### TO DO
An exact transcription of all the records, free of pictures, is the expected answer.

### RECORD EXCERPTS
----

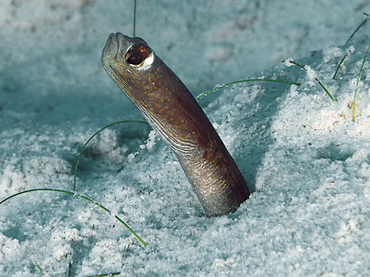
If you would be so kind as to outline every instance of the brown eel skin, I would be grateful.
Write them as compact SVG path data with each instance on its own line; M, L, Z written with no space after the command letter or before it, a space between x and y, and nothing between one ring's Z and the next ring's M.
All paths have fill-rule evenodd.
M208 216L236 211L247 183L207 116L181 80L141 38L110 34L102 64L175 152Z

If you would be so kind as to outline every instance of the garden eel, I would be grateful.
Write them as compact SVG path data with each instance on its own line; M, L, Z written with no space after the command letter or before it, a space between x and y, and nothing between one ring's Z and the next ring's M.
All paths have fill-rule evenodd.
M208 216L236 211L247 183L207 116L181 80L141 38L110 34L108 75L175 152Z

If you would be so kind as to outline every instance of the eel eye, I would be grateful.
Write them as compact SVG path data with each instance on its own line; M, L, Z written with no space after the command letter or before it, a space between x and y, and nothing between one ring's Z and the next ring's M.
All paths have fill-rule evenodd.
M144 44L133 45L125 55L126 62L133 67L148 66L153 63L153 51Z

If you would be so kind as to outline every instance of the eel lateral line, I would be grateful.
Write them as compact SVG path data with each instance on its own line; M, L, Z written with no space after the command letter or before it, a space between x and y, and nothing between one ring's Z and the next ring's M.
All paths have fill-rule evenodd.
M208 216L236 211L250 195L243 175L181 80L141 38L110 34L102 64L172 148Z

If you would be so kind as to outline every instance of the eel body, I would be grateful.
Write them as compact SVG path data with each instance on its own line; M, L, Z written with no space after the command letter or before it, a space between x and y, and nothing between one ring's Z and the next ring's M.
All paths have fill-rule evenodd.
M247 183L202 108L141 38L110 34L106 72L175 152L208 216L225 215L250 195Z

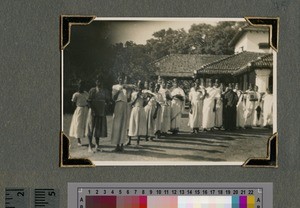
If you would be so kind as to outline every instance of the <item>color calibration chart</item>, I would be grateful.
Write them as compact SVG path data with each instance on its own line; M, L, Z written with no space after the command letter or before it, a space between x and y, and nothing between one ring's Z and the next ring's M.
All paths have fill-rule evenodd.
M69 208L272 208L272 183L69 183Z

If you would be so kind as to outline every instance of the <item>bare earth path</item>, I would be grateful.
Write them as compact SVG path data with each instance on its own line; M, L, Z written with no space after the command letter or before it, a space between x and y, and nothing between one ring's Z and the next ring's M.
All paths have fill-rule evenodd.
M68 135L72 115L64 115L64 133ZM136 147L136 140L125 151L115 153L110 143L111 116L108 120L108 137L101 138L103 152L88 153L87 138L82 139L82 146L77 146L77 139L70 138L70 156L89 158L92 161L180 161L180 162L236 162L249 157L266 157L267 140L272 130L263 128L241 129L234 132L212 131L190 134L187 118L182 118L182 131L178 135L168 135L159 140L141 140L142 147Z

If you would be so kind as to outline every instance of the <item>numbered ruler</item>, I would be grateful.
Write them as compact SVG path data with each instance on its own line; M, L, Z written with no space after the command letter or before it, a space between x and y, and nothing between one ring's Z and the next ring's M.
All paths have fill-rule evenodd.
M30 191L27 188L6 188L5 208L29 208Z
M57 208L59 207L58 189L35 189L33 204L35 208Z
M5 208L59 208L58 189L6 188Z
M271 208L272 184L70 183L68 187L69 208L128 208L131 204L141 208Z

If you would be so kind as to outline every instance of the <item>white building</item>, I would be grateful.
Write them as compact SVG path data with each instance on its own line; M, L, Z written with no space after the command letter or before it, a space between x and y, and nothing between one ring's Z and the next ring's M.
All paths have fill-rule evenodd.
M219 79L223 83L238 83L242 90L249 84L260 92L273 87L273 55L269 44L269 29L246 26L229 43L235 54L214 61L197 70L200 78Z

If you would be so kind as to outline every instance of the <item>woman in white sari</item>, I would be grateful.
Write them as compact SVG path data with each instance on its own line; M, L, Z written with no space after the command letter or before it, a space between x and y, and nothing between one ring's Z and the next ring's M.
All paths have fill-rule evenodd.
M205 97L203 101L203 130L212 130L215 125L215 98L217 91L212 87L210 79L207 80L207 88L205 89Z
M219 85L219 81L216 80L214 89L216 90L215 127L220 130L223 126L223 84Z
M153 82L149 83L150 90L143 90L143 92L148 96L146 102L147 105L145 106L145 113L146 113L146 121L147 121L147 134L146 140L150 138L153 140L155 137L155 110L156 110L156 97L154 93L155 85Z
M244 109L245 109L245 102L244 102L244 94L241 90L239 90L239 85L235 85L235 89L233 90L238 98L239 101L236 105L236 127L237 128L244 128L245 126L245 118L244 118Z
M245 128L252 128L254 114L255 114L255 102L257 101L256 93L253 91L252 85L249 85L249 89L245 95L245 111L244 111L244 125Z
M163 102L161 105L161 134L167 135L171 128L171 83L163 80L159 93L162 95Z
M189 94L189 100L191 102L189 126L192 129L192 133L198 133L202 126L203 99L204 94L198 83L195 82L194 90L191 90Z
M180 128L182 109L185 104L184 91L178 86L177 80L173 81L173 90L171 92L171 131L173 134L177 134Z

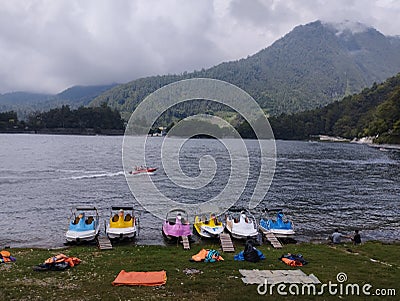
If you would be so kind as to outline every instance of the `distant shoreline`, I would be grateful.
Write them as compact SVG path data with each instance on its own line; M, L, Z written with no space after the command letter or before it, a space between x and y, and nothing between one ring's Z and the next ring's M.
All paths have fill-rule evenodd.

----

### ANSWER
If you would be so kind as to outline every instance of the brown eel skin, I would be grateful.
Write them as compact SVG path data with each instance on its own line; M, L, Z written with no space after the command letter or before it, a space between x and y, and nothing between one ring's Z and the next ring's M.
All paths have fill-rule evenodd.
M208 216L236 211L247 183L207 116L181 80L141 38L110 34L102 64L175 152Z

If you would be so kind as to outline every instance of the garden eel, I would be grateful.
Write them as compact SVG path data with each instance on its own line; M, L, Z written with no space after the command letter or before it, a space between x and y, and nothing between one ring's Z and the next ring's M.
All paths have fill-rule evenodd.
M208 216L236 211L247 183L207 116L181 80L141 38L110 34L108 75L175 152Z

If you would be so kind as to outline every instance of the eel eye, I would be grateful.
Write them as compact SVG path data with each instance on its own line; M, L, Z written with no space after the command letter or before it, a space between x and y, and nothing between one ring's Z and the next ring's M.
All paths have fill-rule evenodd.
M144 44L133 45L125 55L126 62L133 67L148 66L153 63L153 51Z

If you would be so kind as to outline every instance of the eel lateral line, I would be grateful.
Write them as compact SVG path data with each instance on its own line; M, L, Z written with no space after the command letter or before it, a space between x and y, and nothing between one ring's Z and the next ring's M.
All paths have fill-rule evenodd.
M208 216L236 211L250 195L243 175L181 80L141 38L110 34L102 64L172 148Z

If you would be so kind as to outline every instance of the eel body, I would be grateful.
Write them as compact SVG path data with each instance on its own line; M, L, Z written with no space after the command letter or before it, a space between x and y, and nothing between one ring's Z and the next ring's M.
All paths have fill-rule evenodd.
M247 183L202 108L141 38L110 34L106 72L175 152L208 216L225 215L250 195Z

If you would be so kind as to outline every instance of the <item>color calibration chart</item>, I would be grateful.
Write them as compact SVG path data with each instance on its own line; M, L, Z written with no space after the command letter or before it, a space between x and y, and nothing between one ring's Z and the next ring's M.
All paths have fill-rule evenodd.
M69 208L272 208L272 183L69 183Z

If you would be so kind as to outline every instance of the <item>bare earth path</item>, I would be grateful.
Write them as compact SVG path data with each instance on its own line; M, L, Z written with no space after the command letter or before it, a space between x and y, and nothing between one ring's Z and the next ring's M.
All paths have fill-rule evenodd.
M68 135L72 115L64 115L64 133ZM136 147L136 140L125 151L115 153L110 143L111 116L108 120L108 137L101 138L103 152L88 153L87 138L82 139L82 146L77 146L77 139L70 138L70 156L89 158L92 161L180 161L180 162L236 162L249 157L266 157L267 140L272 130L263 128L241 129L234 132L212 131L190 134L187 118L182 118L182 131L178 135L168 135L159 140L141 140L142 147Z

If you would be so kind as to outline every instance of the <item>numbered ruler</item>, I would be grateful.
Write them as compact SVG path data with each instance on its own line; M, L, Z written with no space after the command letter or before it, a space between x and y, and nothing between one ring's Z and the next ring's M.
All paths have fill-rule evenodd.
M30 191L27 188L6 188L5 208L29 208Z
M57 208L59 207L58 189L35 189L33 204L35 208Z
M5 208L59 208L58 189L6 188Z
M271 208L272 184L70 183L68 187L69 208L128 208L131 204L141 208Z

If you would be so kind as to outline every instance of the <item>white building</item>, I would be grateful.
Write them as compact SVG path data with each instance on its own line; M, L, Z written with no space after the command letter or before it, a space between x and y, and nothing between one ring's Z and the next ring's M.
All paths have fill-rule evenodd.
M219 79L223 83L238 83L242 90L249 84L260 92L273 87L273 55L269 44L269 29L246 26L229 43L235 54L214 61L197 70L200 78Z

If you would be so kind as to outline every instance of the <item>woman in white sari</item>, I would be grateful.
Write them as compact SVG path data with each instance on its own line; M, L, Z written with no space after the command letter or before it, a space between x and y, and nothing between one ring's Z and the next ring's M.
All paths have fill-rule evenodd.
M205 97L203 101L203 130L212 130L215 125L215 98L217 91L212 87L210 79L207 80L207 88L205 89Z
M219 85L219 81L216 80L214 89L216 90L215 127L220 130L223 126L223 84Z
M153 82L149 83L150 90L143 90L143 92L148 96L146 102L147 105L145 106L145 113L146 113L146 121L147 121L147 134L146 140L150 138L153 140L155 137L155 110L156 110L156 97L154 93L155 85Z
M244 109L245 109L245 102L244 102L244 94L241 90L239 90L239 85L235 85L235 89L233 90L238 98L239 101L236 105L236 127L237 128L244 128L245 126L245 118L244 118Z
M245 128L252 128L254 114L255 114L255 102L257 101L256 93L253 91L252 85L249 85L249 89L245 95L245 111L244 111L244 125Z
M163 102L161 105L161 134L167 135L171 128L171 83L163 80L159 93L162 95Z
M189 94L189 100L191 102L189 126L192 129L192 133L198 133L202 126L203 99L204 94L198 83L195 82L194 90L191 90Z
M180 128L182 109L185 104L184 91L178 86L177 80L173 81L173 90L171 92L171 131L173 134L177 134Z

If you would be so kind as to outline every instance of the `distant shoreline`, I would be grateful.
Write them as compact SVG path data with each instance on its own line; M, L, Z written with no space after the command letter or before it, a space between x and y, and nothing between one ring's Z and the next ring's M.
All paths have fill-rule evenodd.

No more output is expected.